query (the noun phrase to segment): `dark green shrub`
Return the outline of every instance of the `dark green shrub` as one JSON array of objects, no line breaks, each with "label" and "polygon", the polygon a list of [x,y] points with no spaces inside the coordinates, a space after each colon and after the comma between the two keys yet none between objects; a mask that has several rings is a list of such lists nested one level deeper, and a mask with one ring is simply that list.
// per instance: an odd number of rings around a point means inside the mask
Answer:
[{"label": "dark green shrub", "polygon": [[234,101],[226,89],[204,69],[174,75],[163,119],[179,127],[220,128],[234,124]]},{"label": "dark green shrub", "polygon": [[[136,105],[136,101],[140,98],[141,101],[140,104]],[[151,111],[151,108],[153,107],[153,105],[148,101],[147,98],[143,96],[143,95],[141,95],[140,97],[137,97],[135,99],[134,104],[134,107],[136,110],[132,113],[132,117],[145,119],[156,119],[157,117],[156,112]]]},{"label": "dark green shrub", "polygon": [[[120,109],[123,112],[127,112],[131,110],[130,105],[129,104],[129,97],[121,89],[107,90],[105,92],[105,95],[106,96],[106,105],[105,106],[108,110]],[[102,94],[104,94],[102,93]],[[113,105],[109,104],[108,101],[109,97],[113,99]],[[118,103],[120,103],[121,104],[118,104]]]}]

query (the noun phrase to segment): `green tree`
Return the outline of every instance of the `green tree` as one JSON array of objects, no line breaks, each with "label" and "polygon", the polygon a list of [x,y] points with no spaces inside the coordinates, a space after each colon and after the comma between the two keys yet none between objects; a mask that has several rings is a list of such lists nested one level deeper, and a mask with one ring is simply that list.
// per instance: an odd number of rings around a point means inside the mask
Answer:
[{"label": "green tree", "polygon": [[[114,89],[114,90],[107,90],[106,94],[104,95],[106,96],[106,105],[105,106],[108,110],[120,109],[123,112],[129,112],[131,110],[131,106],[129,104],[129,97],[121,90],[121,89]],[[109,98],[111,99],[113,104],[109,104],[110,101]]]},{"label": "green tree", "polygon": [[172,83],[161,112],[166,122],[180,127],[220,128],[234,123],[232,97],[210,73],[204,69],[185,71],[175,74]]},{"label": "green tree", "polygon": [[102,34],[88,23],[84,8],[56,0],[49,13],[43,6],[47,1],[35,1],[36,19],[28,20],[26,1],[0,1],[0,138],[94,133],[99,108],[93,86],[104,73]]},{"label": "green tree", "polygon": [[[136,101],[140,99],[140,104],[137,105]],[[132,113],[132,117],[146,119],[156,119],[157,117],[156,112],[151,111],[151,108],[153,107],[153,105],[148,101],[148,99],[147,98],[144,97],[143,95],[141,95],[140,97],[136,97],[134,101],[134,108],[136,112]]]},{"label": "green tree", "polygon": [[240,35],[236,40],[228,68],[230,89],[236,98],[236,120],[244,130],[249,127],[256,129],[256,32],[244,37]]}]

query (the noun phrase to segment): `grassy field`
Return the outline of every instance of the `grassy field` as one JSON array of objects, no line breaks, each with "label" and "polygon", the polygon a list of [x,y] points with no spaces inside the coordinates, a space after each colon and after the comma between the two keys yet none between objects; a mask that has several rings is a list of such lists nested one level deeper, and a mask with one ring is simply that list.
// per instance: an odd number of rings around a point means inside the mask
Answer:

------------------------------------------------

Requirements:
Copy out the full material exactly as it appears.

Response to the task:
query (the noun phrase to segment): `dark green shrub`
Return the outline of every instance of the `dark green shrub` as one JSON array of objects, no line breaks, each with "label" and "polygon", the polygon a list of [x,y] points with no spaces inside the coordinates, a space after each colon and after the comma between the two keys yet none between objects; a mask that has several rings is a list of such lists nested one level deeper, and a mask with one ring is simply that list.
// per instance: an odd number of rings around a point means inside the mask
Answer:
[{"label": "dark green shrub", "polygon": [[234,101],[226,89],[204,69],[174,75],[163,119],[179,127],[220,128],[234,124]]},{"label": "dark green shrub", "polygon": [[[136,105],[136,101],[140,98],[141,101],[140,104]],[[151,111],[151,108],[153,107],[153,105],[148,101],[147,98],[143,96],[143,95],[141,95],[140,97],[137,97],[135,99],[134,104],[134,107],[136,110],[132,113],[132,117],[145,119],[156,119],[157,117],[156,112]]]},{"label": "dark green shrub", "polygon": [[[120,109],[123,112],[127,112],[131,110],[130,105],[129,104],[129,97],[121,89],[107,90],[105,92],[105,95],[106,96],[106,105],[105,106],[108,110]],[[102,94],[104,94],[102,93]],[[113,105],[109,104],[108,101],[109,97],[113,99]],[[118,103],[120,103],[121,104],[118,104]]]}]

query (the noun phrase to segment): `green tree`
Return the outline of every instance of the `green tree` as one JSON array of objects, no line breaks, each with "label" and "polygon", the polygon a list of [x,y] points with no spaces inside the coordinates, a space after each colon and after the comma between the two keys yet none between objects; a mask that has several rings is a list of such lists nested one level deeper, and a mask with one ring is simply that list.
// per instance: an odd number of rings around a point means inside the mask
Answer:
[{"label": "green tree", "polygon": [[[114,89],[114,90],[107,90],[106,94],[104,95],[106,96],[106,105],[105,106],[108,110],[120,109],[123,112],[129,112],[131,110],[131,106],[129,104],[129,97],[121,90],[121,89]],[[109,98],[111,99],[113,104],[109,104],[110,101]]]},{"label": "green tree", "polygon": [[172,83],[161,112],[166,122],[180,127],[220,128],[234,123],[232,97],[210,73],[204,69],[185,71],[175,74]]},{"label": "green tree", "polygon": [[102,34],[88,23],[84,8],[56,0],[49,13],[43,6],[47,1],[35,1],[36,19],[28,20],[26,1],[0,1],[0,138],[94,133],[99,108],[93,86],[104,73]]},{"label": "green tree", "polygon": [[[136,101],[140,99],[140,104],[137,105]],[[132,113],[132,117],[146,119],[156,119],[157,117],[156,112],[151,111],[151,108],[153,107],[153,105],[148,101],[148,99],[147,98],[144,97],[143,95],[141,95],[140,97],[136,97],[134,101],[134,108],[136,112]]]},{"label": "green tree", "polygon": [[240,35],[236,40],[228,68],[230,89],[236,98],[236,120],[244,130],[249,127],[256,129],[256,32],[244,37]]}]

query (the noun phrase to segment): `grassy field`
Return the outline of every instance of the `grassy field` as one JSON array of objects, no line breaks, each with "label" and "polygon", the polygon a list of [x,y] points with no spaces inside the coordinates, a space after each colon and after the comma between the two keys yet none between objects; a mask that has several rings is a list of such lists nested one level deeper, and a mask with one ring is simply that list.
// per instance: an odd number of rings around a point means inside the mask
Answer:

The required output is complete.